TASK GOAL:
Below are the data; count the lines with the string "steeple" in them and give that number only.

☆ ☆ ☆

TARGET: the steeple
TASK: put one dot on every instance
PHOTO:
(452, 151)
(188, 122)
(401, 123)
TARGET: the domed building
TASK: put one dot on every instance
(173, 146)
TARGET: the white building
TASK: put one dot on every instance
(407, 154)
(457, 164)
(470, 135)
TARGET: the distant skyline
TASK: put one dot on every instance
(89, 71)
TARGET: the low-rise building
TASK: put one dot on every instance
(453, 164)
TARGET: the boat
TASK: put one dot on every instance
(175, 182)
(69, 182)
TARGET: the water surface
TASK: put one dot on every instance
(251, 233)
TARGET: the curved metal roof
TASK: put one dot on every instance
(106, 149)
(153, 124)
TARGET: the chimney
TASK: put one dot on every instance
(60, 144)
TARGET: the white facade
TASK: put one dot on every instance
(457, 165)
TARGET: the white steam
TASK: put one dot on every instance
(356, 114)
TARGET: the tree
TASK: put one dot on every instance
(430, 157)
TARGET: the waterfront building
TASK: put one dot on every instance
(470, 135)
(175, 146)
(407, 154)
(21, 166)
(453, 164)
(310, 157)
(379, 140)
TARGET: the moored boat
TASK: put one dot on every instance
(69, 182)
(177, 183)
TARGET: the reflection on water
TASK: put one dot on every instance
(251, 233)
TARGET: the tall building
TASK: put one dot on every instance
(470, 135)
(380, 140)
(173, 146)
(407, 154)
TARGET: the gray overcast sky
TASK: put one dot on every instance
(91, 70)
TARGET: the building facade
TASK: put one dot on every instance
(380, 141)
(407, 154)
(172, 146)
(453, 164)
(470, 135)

☆ ☆ ☆

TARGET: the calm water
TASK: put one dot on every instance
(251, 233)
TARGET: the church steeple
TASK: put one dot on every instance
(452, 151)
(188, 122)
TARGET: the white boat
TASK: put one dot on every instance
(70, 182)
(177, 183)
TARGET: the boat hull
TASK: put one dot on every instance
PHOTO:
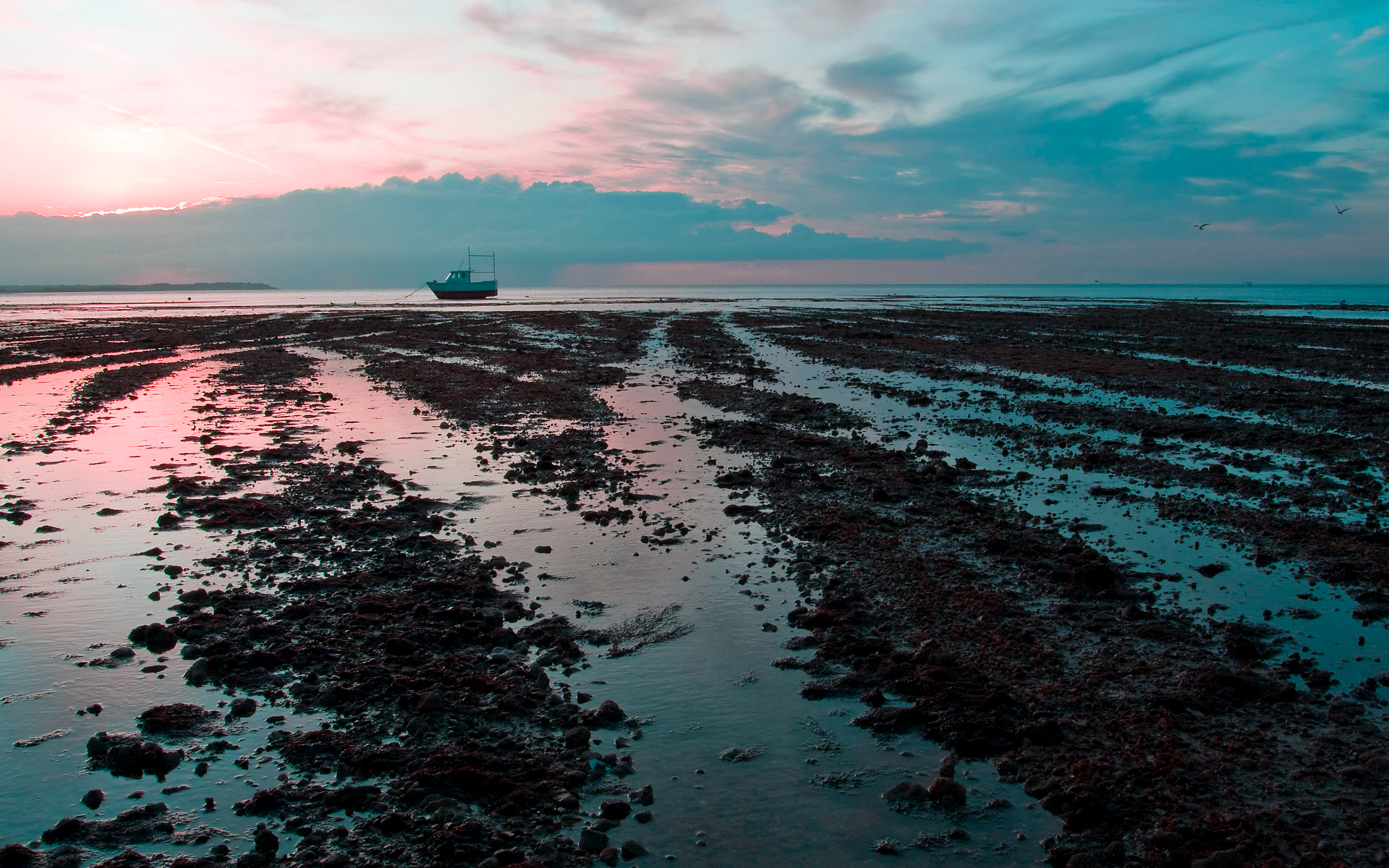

☆ ☆ ☆

SOLVED PROBLEM:
2